◆ Seitenauszug

Es ist eine schwierige, eine unglückliche Beziehung. Sie zieht sich schon über Jahre hin, Jahre, in denen John Degenkolb nicht wirklich warm geworden ist mit der Tour de France. In denen dieses Rennen ihm immer wieder die kalte Schulter zeigte. Nicht, dass er nicht auch dort gezeigt hätte, was in ihm steckt: ein tempoharter Radrennfahrer, eine Art Allrounder mit ausgeprägten Fähigkeiten im Sprint. Das ist natürlich eine gute Voraussetzung für die Tour, sie bietet auch Männern wie dem 28 Jahre alten Degenkolb Möglichkeiten zu reüssieren.

Sportredakteur.

◆ Auftrag A
Wie alt ist John Degenkolb laut dem Text über ihn und die Tour de France?
◆ Auftrag B
Erkläre anhand des Seitenauszugs, warum die Tour de France Fahrern wie Degenkolb Möglichkeiten bietet, erfolgreich zu sein.
◆ Auftrag C
Setze den Text über John Degenkolb und die Tour de France fort.
Die Einträge stammen aus einer anderen Quelle.

◆ Gespeicherte Einträge

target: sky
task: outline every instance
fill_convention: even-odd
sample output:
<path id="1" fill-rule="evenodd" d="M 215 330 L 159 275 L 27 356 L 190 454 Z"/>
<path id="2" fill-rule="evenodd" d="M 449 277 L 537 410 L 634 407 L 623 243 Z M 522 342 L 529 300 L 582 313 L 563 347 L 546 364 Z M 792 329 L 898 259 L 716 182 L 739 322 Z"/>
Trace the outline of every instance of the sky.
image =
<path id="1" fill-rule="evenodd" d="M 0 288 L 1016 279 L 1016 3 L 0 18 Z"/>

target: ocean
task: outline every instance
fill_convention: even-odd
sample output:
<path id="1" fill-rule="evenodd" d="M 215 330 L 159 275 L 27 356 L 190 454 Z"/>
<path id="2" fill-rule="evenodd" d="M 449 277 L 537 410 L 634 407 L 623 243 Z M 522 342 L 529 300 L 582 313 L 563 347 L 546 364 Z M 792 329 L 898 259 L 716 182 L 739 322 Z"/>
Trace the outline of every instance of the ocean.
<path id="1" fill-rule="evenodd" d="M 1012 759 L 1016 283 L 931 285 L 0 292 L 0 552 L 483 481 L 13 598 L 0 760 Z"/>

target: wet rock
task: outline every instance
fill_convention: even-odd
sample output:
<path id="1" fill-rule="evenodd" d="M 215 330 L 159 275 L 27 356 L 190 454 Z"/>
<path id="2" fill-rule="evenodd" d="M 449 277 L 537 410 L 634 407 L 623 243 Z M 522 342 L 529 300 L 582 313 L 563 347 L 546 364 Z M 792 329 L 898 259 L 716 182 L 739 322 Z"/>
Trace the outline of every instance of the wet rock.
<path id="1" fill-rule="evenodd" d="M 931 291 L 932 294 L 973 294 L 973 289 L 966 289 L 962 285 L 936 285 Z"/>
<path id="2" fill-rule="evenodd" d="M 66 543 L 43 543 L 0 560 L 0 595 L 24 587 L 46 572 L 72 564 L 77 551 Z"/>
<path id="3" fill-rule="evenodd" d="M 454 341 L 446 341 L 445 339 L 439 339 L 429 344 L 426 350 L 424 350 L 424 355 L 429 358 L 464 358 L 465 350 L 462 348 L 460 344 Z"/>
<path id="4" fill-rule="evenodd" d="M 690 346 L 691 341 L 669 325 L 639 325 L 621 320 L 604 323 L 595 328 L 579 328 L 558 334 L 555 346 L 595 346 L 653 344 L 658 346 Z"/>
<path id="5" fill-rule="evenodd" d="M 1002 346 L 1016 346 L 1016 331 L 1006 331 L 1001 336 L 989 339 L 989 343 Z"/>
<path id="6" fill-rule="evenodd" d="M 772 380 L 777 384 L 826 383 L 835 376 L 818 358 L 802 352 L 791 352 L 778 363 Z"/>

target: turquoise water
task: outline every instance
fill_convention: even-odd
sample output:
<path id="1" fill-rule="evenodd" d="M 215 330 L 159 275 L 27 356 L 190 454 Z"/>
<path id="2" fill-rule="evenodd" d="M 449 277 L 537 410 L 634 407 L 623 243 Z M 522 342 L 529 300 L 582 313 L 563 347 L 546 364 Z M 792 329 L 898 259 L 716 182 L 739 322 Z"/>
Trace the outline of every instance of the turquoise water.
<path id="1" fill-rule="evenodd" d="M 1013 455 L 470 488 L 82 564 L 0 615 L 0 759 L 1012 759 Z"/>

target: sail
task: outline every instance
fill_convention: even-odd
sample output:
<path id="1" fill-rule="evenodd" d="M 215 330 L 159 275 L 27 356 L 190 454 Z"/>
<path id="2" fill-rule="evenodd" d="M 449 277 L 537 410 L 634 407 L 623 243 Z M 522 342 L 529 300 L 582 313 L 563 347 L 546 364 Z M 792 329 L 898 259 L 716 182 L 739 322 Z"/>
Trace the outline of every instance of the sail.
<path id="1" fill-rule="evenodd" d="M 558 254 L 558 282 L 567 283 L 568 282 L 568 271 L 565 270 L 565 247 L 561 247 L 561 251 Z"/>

◆ Antwortfeld A
Er ist 28 Jahre alt.

◆ Antwortfeld B
Degenkolb ist ein tempoharter Radrennfahrer, eine Art Allrounder mit ausgeprägten Fähigkeiten im Sprint. Das ist eine gute Voraussetzung für die Tour, weshalb sie auch Männern wie ihm Chancen bietet, zu reüssieren.

◆ Antwortfeld C
Er war häufig schon nahe dran, er hatte immer wieder Chancen, ins gleißende Licht zu treten beim größten Spektakel des Radsports. Verpasste Gelegenheiten allerdings, Sommer für Sommer, und vermutlich wird Degenkolb auch in diesem Juli aus Frankreich abreisen, ohne ein Stückchen vom Glanz erhascht zu haben. Ihm bietet sich wahrscheinlich nur noch eine einzige Möglichkeit, seine Jagd zu krönen, an diesem Freitag in Salon-de-Provence. Aber das Schicksal müsste es schon sehr gut mit ihm meinen, um den wahren Speed-Spezialisten im Peloton an diesem Tag ein Schnippchen schlagen zu können.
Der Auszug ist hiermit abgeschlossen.